Textauszug
-.-.-
Echt komisch die Geschichte.


----------



## ZAM (3. Februar 2014)

Nope, komisch ist es nicht, nur limitiert, ich glaube maximal 2 Auflagen und die waren schnell vergriffen, kein Nachdruck mehr seitdem.
Die englische Version bekommst du noch häufiger, dafür aber auch billiger. ^^

http://www.amazon.de/dp/B005EVJKZ6/?tag=buffed-21&ascsubtag=article


----------



## Scoo (8. Februar 2014)

Unverständlich da 2013 erst die Legendary Edition und die Anthology Box erschienen ist.

Denke mal die käufer wollen auch das Lösungsbuch haben.Das würde auch die Preise bei Ebay erklären.

40 Euro und mehr für ein Lösungsheft ausgeben das beim Erscheinen 25 Euro gekostet hat.


----------



## DocZahni (3. Juni 2014)
-.-.-
Bereitgestellte Daten

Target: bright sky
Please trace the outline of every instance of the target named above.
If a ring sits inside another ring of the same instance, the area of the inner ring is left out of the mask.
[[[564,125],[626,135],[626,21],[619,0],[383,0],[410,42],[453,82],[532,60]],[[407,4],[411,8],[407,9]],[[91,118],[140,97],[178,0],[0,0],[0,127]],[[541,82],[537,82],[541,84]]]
-.-.-
Zu erledigen
Führe den Textauszug über das vergriffene Lösungsbuch im Anschluss an seine letzte Zeile weiter.

Ergebnis
Ich weiß, dass du eigentlich ein deutsches Lösungsbuch suchst. Allerdings kann ich das englische Skyrim-Legendary Edition nur wärmstens empfehlen. Es beinhaltet ja auch die DLC´s und lässt wirklich keinen Wunsch offen. Ich nutze es, obwohl ich das Spiel auf deutsch spiele. Das Buch ist seinen Preis allemal wert (33,50). Auch bei weniger guten Englischkenntnissen ist das Buch gut brauchbar. Nur wenn du überhaupt kein Englisch verstehst würde ich es nicht kaufen.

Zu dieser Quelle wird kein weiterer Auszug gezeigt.